*** Block opens ***

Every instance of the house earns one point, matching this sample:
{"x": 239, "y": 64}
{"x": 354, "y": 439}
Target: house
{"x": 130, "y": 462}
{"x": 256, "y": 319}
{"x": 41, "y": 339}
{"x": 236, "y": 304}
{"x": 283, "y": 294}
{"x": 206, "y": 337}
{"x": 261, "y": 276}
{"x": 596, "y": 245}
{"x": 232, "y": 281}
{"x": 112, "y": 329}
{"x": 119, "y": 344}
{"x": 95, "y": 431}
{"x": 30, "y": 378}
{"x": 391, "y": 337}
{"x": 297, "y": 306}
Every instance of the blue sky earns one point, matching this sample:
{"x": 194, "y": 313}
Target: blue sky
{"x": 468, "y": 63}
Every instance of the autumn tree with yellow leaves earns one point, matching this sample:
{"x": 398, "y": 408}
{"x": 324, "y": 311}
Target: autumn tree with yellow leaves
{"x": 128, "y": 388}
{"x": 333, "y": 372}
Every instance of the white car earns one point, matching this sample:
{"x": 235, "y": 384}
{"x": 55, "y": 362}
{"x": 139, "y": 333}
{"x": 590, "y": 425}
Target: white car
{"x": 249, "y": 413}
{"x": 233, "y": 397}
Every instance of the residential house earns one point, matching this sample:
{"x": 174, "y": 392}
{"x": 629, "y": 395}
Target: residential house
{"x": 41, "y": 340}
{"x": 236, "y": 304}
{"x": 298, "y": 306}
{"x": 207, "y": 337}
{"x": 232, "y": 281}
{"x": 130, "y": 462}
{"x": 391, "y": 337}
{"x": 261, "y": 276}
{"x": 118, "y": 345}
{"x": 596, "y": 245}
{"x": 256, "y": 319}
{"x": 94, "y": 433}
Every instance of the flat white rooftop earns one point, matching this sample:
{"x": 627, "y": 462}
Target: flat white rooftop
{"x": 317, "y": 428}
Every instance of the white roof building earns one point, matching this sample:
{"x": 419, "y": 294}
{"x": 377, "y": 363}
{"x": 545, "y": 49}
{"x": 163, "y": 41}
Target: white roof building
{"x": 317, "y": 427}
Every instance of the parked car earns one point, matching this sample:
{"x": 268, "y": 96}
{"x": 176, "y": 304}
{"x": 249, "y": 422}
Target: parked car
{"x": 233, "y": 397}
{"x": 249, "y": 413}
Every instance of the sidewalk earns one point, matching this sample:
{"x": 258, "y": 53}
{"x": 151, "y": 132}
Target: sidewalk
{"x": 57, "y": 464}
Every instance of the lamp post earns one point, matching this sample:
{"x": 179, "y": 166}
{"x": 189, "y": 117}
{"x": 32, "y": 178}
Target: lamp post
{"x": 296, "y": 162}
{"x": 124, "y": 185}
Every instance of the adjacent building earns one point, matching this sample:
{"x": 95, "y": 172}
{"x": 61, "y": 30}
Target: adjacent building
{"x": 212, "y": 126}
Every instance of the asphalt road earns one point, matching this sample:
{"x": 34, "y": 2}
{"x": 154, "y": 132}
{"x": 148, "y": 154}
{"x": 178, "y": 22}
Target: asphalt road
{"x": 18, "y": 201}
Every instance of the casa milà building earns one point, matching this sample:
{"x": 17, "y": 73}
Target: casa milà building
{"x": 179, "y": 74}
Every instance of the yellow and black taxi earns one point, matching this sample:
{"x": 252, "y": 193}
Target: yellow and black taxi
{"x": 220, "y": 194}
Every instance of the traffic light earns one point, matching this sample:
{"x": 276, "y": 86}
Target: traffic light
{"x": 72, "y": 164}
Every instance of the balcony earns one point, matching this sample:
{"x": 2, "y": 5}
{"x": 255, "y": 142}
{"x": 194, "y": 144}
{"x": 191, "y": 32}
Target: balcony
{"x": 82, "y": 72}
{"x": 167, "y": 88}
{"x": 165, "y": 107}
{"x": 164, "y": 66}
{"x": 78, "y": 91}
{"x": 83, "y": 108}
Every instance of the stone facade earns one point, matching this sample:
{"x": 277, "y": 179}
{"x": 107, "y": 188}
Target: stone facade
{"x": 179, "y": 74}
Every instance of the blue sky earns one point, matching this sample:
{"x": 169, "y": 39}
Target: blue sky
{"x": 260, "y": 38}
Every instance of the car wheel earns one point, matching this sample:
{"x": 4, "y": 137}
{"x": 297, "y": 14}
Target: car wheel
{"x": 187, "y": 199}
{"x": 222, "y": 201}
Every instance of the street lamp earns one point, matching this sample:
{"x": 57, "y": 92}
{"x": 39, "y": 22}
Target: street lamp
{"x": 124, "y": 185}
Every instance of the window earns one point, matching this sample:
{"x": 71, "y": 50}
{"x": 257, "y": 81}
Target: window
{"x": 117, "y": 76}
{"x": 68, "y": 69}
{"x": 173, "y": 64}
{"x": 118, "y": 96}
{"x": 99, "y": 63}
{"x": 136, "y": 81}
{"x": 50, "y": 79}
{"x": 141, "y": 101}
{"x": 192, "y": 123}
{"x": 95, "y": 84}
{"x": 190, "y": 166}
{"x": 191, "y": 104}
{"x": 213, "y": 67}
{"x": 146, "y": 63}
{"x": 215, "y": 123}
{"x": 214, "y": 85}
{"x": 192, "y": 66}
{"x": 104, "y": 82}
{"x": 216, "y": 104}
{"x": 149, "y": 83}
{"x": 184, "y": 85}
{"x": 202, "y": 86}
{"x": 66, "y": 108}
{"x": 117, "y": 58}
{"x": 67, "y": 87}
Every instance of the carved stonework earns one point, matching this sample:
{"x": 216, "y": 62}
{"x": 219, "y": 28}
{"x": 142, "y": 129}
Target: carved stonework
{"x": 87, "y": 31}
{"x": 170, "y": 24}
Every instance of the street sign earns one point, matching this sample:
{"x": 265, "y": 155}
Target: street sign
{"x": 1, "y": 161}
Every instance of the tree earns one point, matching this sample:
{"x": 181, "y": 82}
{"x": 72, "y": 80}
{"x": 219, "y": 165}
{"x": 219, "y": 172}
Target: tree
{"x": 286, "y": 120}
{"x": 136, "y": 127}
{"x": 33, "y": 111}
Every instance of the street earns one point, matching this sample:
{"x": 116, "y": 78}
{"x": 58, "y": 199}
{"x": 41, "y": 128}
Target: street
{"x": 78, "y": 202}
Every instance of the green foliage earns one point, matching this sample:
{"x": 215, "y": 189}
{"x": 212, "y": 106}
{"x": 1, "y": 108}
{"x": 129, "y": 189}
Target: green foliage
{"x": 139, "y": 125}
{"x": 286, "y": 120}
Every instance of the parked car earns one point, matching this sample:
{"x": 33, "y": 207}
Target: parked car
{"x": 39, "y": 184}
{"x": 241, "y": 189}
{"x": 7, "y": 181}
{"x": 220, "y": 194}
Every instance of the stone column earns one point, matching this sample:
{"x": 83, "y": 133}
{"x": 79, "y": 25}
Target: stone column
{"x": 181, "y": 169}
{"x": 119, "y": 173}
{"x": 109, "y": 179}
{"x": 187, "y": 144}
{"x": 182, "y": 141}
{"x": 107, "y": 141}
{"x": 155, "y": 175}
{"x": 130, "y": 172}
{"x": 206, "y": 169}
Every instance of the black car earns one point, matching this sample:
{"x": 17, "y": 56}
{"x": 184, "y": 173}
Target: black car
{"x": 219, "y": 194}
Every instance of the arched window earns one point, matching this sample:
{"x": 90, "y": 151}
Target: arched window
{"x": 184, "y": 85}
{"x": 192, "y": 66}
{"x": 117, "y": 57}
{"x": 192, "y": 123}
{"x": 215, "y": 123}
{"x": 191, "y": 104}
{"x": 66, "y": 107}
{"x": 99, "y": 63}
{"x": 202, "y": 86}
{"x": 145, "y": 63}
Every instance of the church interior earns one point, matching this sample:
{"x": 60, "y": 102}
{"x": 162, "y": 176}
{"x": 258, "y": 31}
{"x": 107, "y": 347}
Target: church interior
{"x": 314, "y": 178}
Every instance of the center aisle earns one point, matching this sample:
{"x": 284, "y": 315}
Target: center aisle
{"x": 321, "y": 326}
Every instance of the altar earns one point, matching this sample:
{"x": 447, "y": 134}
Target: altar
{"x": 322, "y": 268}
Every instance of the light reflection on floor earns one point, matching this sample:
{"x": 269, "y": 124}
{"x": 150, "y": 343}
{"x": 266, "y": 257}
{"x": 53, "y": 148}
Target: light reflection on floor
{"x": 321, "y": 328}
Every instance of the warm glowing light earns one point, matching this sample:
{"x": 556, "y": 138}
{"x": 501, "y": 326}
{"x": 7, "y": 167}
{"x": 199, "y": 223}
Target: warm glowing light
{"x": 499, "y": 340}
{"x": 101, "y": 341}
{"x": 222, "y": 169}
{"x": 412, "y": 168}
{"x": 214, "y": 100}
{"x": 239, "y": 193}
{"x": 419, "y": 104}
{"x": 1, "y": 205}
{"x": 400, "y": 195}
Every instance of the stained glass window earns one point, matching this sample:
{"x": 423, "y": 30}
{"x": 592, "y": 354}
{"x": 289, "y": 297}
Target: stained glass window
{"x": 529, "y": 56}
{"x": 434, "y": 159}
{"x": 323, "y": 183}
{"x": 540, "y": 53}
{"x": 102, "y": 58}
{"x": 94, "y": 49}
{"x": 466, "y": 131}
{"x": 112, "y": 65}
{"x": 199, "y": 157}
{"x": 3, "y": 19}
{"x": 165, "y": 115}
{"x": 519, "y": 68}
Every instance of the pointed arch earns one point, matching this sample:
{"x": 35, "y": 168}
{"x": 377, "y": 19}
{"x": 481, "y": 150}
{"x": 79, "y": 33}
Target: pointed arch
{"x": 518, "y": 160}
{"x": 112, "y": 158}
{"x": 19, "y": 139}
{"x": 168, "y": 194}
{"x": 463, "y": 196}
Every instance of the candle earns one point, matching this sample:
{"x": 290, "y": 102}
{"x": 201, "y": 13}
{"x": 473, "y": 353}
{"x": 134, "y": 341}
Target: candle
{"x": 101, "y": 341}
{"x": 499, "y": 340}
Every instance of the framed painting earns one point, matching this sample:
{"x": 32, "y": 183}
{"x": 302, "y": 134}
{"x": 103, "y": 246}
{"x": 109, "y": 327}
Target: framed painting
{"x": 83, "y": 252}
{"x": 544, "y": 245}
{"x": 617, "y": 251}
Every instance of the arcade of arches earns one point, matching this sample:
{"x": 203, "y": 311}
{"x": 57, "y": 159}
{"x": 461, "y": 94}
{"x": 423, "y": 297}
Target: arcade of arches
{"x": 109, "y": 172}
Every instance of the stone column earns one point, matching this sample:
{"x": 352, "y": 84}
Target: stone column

*** Block closes ***

→ Task requirements:
Where the listing above reaches the line that contains "Target: street sign", start retyping, and finish with the line that contains "Every instance of the altar"; reproduce those lines exactly and no others.

→ Exercise answer:
Target: street sign
{"x": 1, "y": 161}
Every instance of the tree earns one point, matching this sample:
{"x": 181, "y": 82}
{"x": 72, "y": 80}
{"x": 219, "y": 165}
{"x": 219, "y": 172}
Target: tree
{"x": 286, "y": 120}
{"x": 136, "y": 127}
{"x": 33, "y": 111}
Every instance of the street earns one point, matching this sample:
{"x": 116, "y": 78}
{"x": 58, "y": 199}
{"x": 41, "y": 128}
Target: street
{"x": 78, "y": 202}
Every instance of the green foliage earns one point, matching this sample:
{"x": 215, "y": 189}
{"x": 212, "y": 106}
{"x": 1, "y": 108}
{"x": 129, "y": 189}
Target: green foliage
{"x": 139, "y": 125}
{"x": 286, "y": 120}
Every instance of the parked car earns one point, matching this sample:
{"x": 33, "y": 207}
Target: parked car
{"x": 39, "y": 184}
{"x": 241, "y": 189}
{"x": 7, "y": 181}
{"x": 220, "y": 194}
Every instance of the stone column earns one point, matching this sample:
{"x": 83, "y": 133}
{"x": 79, "y": 25}
Target: stone column
{"x": 181, "y": 169}
{"x": 119, "y": 173}
{"x": 109, "y": 179}
{"x": 187, "y": 144}
{"x": 182, "y": 141}
{"x": 107, "y": 141}
{"x": 155, "y": 175}
{"x": 130, "y": 172}
{"x": 206, "y": 169}
Every instance of the black car earns one point, matching this sample:
{"x": 17, "y": 56}
{"x": 184, "y": 173}
Target: black car
{"x": 219, "y": 194}
Every instance of the arched window earns one point, matching this sample:
{"x": 90, "y": 151}
Target: arched window
{"x": 184, "y": 85}
{"x": 192, "y": 66}
{"x": 117, "y": 57}
{"x": 192, "y": 123}
{"x": 215, "y": 123}
{"x": 191, "y": 104}
{"x": 66, "y": 107}
{"x": 99, "y": 63}
{"x": 202, "y": 86}
{"x": 145, "y": 63}
Every instance of the church interior earns one point, matching this sample:
{"x": 60, "y": 102}
{"x": 162, "y": 176}
{"x": 258, "y": 31}
{"x": 107, "y": 347}
Target: church interior
{"x": 314, "y": 178}
Every instance of the center aisle earns one point, matching this sample:
{"x": 284, "y": 315}
Target: center aisle
{"x": 321, "y": 326}
Every instance of the altar earns one point, matching this sample:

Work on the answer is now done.